Dataset rows on where objects show up
╭──
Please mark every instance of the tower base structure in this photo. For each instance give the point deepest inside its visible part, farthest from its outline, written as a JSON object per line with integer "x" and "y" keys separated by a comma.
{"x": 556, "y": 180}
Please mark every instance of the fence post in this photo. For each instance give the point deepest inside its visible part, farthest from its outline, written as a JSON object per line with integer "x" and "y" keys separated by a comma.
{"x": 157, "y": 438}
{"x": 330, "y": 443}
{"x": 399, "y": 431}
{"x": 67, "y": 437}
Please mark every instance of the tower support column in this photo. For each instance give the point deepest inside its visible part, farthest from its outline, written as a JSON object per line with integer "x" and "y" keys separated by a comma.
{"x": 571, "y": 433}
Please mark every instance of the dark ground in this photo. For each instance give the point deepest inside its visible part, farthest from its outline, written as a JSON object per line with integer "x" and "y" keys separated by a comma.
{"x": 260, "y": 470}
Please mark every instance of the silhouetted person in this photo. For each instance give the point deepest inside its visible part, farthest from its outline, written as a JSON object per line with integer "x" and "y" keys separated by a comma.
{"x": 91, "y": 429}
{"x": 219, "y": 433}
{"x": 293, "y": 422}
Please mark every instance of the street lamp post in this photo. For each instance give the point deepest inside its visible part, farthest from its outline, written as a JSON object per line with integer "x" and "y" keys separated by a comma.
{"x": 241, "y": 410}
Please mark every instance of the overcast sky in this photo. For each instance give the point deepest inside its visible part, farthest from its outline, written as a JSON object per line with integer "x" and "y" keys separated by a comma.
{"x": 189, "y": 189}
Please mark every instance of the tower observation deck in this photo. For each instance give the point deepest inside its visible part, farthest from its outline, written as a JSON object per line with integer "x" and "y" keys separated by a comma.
╰──
■ WORK TO BE COMPLETED ■
Update the listing starting at the line that contains "Please mark every instance of the dark" and ending at the end of the listing, changing "overcast sky" to "cloudy sky" and leaving everything else as it is. Give back only those lines.

■ SOLUTION ■
Please mark every instance of the dark ground in this photo. For each instance give the point deepest inside its visible part, farthest from its outline, written as a JSON object per line with integer "x" and "y" keys separated by a comma.
{"x": 260, "y": 470}
Please mark every instance of the silhouetted person in this photo. For each instance give the point deepest inside its visible part, farthest from its outline, written as a JSON object per line with integer "x" and "y" keys separated by a comma.
{"x": 91, "y": 429}
{"x": 219, "y": 433}
{"x": 293, "y": 422}
Please mark every instance of the street lamp post in this photo. For each instance give the point deepest inside its visible part, farthest from its outline, written as a JSON object per line with integer "x" and "y" keys separated by a comma.
{"x": 241, "y": 410}
Please mark every instance of the cloudy sky in this photo. For each instance give the point deepest inside its visible part, farthest from its outline, written as a JSON object per line with integer "x" and "y" keys separated by a comma.
{"x": 189, "y": 189}
Please mark every instance of the tower observation deck in this photo. For each instance give the point deepest inside its visible part, farthest from its outline, written as a JSON object per line with integer "x" and "y" keys separated by a comma.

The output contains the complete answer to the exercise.